--- START ---
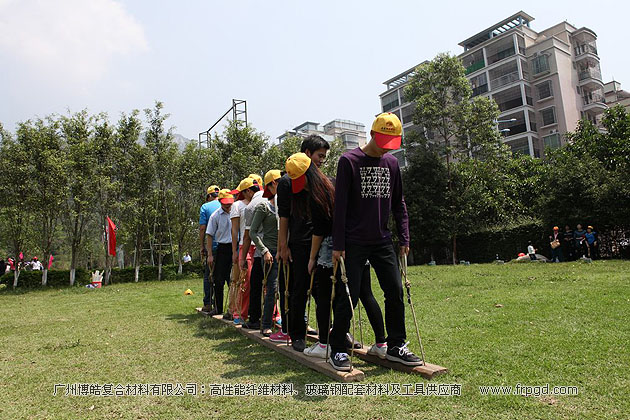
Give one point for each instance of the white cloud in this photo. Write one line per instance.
(67, 40)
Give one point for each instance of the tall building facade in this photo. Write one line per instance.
(351, 133)
(543, 82)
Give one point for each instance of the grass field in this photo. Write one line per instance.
(559, 324)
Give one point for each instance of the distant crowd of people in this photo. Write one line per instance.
(11, 264)
(571, 245)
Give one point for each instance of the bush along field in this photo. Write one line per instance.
(544, 329)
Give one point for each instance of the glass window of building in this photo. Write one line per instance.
(548, 115)
(540, 64)
(544, 90)
(552, 141)
(390, 101)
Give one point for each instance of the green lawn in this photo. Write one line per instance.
(560, 324)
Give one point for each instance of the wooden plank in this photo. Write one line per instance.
(427, 371)
(320, 365)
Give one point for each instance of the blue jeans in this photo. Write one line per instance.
(270, 295)
(207, 287)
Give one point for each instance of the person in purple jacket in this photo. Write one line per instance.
(368, 189)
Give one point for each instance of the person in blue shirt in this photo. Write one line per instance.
(219, 230)
(206, 210)
(591, 241)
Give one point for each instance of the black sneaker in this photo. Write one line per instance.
(350, 340)
(402, 354)
(298, 345)
(340, 361)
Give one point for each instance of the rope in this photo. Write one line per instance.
(344, 279)
(308, 299)
(332, 297)
(403, 273)
(262, 296)
(286, 274)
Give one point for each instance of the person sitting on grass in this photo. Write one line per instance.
(531, 251)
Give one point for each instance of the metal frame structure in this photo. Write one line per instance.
(239, 114)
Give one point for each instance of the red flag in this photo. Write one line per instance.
(111, 237)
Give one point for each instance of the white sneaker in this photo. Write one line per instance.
(380, 352)
(316, 350)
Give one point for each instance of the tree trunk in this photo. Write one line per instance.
(160, 266)
(73, 263)
(179, 257)
(454, 249)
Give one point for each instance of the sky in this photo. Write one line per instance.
(292, 61)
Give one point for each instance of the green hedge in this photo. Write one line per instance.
(61, 278)
(507, 242)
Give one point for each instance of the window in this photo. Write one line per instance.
(407, 114)
(540, 64)
(552, 141)
(479, 84)
(390, 101)
(544, 90)
(548, 115)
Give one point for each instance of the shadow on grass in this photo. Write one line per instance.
(248, 358)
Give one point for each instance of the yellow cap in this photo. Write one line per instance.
(225, 196)
(387, 131)
(256, 178)
(296, 166)
(272, 175)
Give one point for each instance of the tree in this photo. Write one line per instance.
(134, 178)
(81, 173)
(43, 143)
(241, 151)
(188, 194)
(275, 156)
(336, 150)
(15, 190)
(462, 127)
(160, 142)
(426, 195)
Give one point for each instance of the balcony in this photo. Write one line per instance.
(583, 49)
(480, 89)
(594, 98)
(590, 73)
(504, 80)
(594, 102)
(501, 55)
(477, 65)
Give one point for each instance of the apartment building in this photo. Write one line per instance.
--- END ---
● **EXERCISE INSTRUCTIONS**
Output every record above exactly, leaving out the pictures.

● **SOLUTION TO THE PROBLEM**
Give one point for each instance of the white cloud in this photo. Write one line per instance.
(67, 40)
Give one point for each instance of the tall building facade in this photo. Write one line per instance.
(351, 133)
(543, 82)
Give one point for each instance of the grass field in this photo. Write one line per instance.
(559, 324)
Give one point for each instance of the distant crowd of people in this photo. Write one line per instance.
(11, 264)
(571, 245)
Give one point for each instance of the bush along field in this photo. Write one line per instance.
(544, 329)
Give one point for each instance of the glass window of building in this photo. Write one line per instance.
(548, 115)
(540, 64)
(544, 90)
(552, 141)
(390, 101)
Give one point for each instance of the green lawn in this photo. Write one line per instance.
(560, 324)
Give one point for each instance of the wooden plank in this photo. Write one line per instance.
(427, 371)
(320, 365)
Give one point for each instance of the blue jeans in this photo. Write one line per instance.
(270, 295)
(207, 287)
Give one point for each instance of the person in purple jacket in this photo. Write one line per instance.
(368, 189)
Give one point for each instance of the person in blue shirt in this photo. Write one line per instance.
(219, 230)
(206, 210)
(591, 241)
Give one point for each instance of the black sneaker in this photo. Write one line per instance.
(350, 340)
(402, 354)
(298, 345)
(340, 361)
Give one point for each instance of the rope in this photo. Write one line per instance.
(344, 279)
(308, 299)
(332, 297)
(403, 273)
(262, 296)
(286, 274)
Give one point for each instance of the person sitting on grass in this photo. Write one line per instance.
(531, 251)
Give one point for each instance of the metal frame structure in this photo. Write one line per instance.
(239, 114)
Give one point for each instance of the red flag in this photo. Write one line per instance.
(111, 237)
Give one point for each instance of the white sneaker in this photo. Write one line per instance.
(380, 352)
(316, 350)
Give one point for each instance of the tree trunk in this photo. Write one line per instance.
(160, 266)
(73, 263)
(179, 257)
(454, 249)
Give one point for each instance of the sky in this photo. Write one line per instance.
(292, 61)
Give one point for each instance of the green hedge in this photo. Write one line per instance.
(61, 278)
(507, 242)
Give one point for each instance of the window in this photo. Write one line per instance.
(407, 114)
(540, 64)
(552, 141)
(479, 84)
(390, 101)
(544, 90)
(548, 115)
Give one point for each instance of the shadow on grass in this photo. Write one line per instance.
(248, 358)
Give one point for each instance of the yellow cap in this photo. Write one line per instance.
(225, 196)
(387, 131)
(256, 178)
(296, 166)
(272, 175)
Give one point for each instance of the tree in this photo. Write one line per instance.
(134, 178)
(81, 173)
(43, 143)
(241, 151)
(188, 194)
(275, 156)
(336, 150)
(15, 190)
(462, 127)
(160, 142)
(426, 195)
Give one point for each instance of the balcony in this photo. Write one line per instance.
(583, 49)
(480, 89)
(594, 98)
(590, 73)
(504, 80)
(594, 102)
(501, 55)
(477, 65)
Give one point for each instance of the apartment building in this photo. Write one line per instance.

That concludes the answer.